+++ Provided information +++

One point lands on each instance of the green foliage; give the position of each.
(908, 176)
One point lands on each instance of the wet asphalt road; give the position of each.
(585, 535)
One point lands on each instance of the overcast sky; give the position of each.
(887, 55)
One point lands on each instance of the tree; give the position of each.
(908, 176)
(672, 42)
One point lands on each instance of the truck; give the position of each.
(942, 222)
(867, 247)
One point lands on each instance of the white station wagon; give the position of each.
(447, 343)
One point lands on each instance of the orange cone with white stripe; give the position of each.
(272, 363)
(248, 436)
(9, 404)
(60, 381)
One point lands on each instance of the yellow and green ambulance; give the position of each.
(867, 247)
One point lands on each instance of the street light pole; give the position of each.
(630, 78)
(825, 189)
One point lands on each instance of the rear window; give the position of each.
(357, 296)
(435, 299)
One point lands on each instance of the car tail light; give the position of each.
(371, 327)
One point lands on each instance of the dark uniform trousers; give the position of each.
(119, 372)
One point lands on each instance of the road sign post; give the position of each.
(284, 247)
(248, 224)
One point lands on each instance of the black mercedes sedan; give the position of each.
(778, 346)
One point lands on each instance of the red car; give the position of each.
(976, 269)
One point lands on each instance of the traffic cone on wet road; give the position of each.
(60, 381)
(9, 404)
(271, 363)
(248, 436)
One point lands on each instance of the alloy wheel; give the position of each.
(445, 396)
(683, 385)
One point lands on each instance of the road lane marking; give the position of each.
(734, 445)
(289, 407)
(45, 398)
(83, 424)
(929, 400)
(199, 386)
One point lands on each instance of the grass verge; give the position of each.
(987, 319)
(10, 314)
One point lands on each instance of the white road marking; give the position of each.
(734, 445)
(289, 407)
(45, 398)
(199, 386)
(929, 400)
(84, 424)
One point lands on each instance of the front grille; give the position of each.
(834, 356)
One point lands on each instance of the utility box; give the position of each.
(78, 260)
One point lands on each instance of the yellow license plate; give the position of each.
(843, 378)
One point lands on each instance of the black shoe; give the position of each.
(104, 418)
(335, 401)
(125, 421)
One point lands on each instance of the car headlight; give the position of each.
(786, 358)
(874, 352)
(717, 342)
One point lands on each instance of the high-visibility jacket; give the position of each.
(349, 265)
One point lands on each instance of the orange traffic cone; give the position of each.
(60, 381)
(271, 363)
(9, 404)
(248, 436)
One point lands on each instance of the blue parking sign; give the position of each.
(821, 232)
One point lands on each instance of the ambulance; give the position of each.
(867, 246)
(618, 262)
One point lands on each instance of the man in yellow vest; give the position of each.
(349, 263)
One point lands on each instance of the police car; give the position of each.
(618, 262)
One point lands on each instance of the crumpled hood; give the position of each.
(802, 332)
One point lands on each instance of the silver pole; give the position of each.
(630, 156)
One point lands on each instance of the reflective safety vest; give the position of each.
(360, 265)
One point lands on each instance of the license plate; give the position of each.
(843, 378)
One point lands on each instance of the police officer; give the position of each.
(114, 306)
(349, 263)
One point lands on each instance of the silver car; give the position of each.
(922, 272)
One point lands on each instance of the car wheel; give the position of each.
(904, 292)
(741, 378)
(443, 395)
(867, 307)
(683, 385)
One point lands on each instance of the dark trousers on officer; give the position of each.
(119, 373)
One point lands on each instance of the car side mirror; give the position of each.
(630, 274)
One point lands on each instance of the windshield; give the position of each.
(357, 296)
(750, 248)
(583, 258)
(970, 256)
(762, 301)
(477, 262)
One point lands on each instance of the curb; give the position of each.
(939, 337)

+++

Exercise details |
Each record above should be retyped in full, exactly as shown.

Exercise output |
One point lands on each instance of the green foliage; give the position of each.
(908, 176)
One point lands on each instance of the wet asphalt road; give the position of each.
(585, 535)
One point lands on each instance of the overcast sky; give the position of each.
(887, 55)
One point lands on each instance of the tree; give the position of each.
(908, 176)
(672, 42)
One point lands on each instance of the truck; give the position of each.
(942, 222)
(867, 247)
One point lands on each instance of the white station wagon; give the position of each.
(447, 343)
One point lands on each instance of the orange cone with white stripe; give the position of each.
(272, 363)
(248, 436)
(9, 404)
(60, 381)
One point lands on each instance of the yellow and green ambulance; give the position of each.
(867, 247)
One point lands on each instance of the street light pole; give the position of each.
(630, 78)
(825, 189)
One point lands on each instance of the rear window; give the position of each.
(357, 296)
(435, 299)
One point lands on each instance of the car tail light; give the position of each.
(371, 327)
One point lands on each instance of the dark uniform trousers; give the position of each.
(119, 372)
One point lands on each instance of the road sign post; give the position of each.
(284, 247)
(248, 224)
One point lands on each instance of the black mercedes sedan; give the position of each.
(778, 346)
One point lands on each instance of the red car; give the position of each.
(976, 269)
One point lands on each instance of the traffic cone on wet road; give the position of each.
(60, 381)
(9, 404)
(271, 363)
(248, 436)
One point lands on each instance of the alloy wheel; give the position of each.
(445, 396)
(683, 385)
One point lands on each instance of the road lane marking; give the position of each.
(734, 445)
(289, 407)
(45, 398)
(83, 424)
(929, 400)
(199, 386)
One point lands on each instance of the grass verge; give the position of each.
(987, 319)
(10, 314)
One point lands on each instance of the white road marking; give the position of each.
(734, 445)
(289, 407)
(45, 398)
(199, 386)
(929, 400)
(84, 424)
One point lands on each instance of the front grille; give the position of each.
(834, 356)
One point lands on each instance of the utility box; give the position of each.
(78, 260)
One point lands on each instance of the yellow license plate; give the position of each.
(843, 378)
One point lands on each instance of the black shoe; give the position of each.
(104, 418)
(335, 401)
(125, 421)
One point lands on each instance of the car headlight; give the position of each.
(786, 358)
(874, 352)
(717, 342)
One point lands on each instance of the high-visibility jacket; give the position of each.
(349, 265)
One point lands on each instance of the orange traffic cone; give the position of each.
(60, 381)
(271, 363)
(9, 404)
(248, 436)
One point lands on each instance of the blue parking sign; give the position of each.
(821, 232)
One point lands on each instance of the ambulance; give the position of each.
(867, 246)
(618, 262)
One point lands on each instance of the man in yellow vest; give the position of each.
(349, 263)
One point lands on each instance of the police car; give the position of each.
(618, 262)
One point lands on each instance of the crumpled hood; give the position of each.
(802, 332)
One point lands on each instance of the silver pole; give the position of each.
(630, 156)
One point lands on each instance of the reflective safety vest; give the position of each.
(360, 265)
One point lands on each instance of the license plate; give the position of each.
(843, 378)
One point lands on each instance of the police officer; give the position of each.
(114, 306)
(349, 263)
One point lands on each instance of the silver car; give the position of each.
(922, 272)
One point lands on each instance of the car wheel; give the position of each.
(904, 292)
(741, 378)
(443, 395)
(867, 307)
(683, 385)
One point lands on each instance of the dark trousers on officer; give the position of each.
(119, 373)
One point lands on each instance of the car side mirror; give the position of each.
(630, 274)
One point lands on each instance of the windshield; give the position of each.
(357, 296)
(750, 248)
(583, 258)
(970, 256)
(762, 301)
(477, 262)
One point lands on each instance of the curb; give the position of each.
(939, 337)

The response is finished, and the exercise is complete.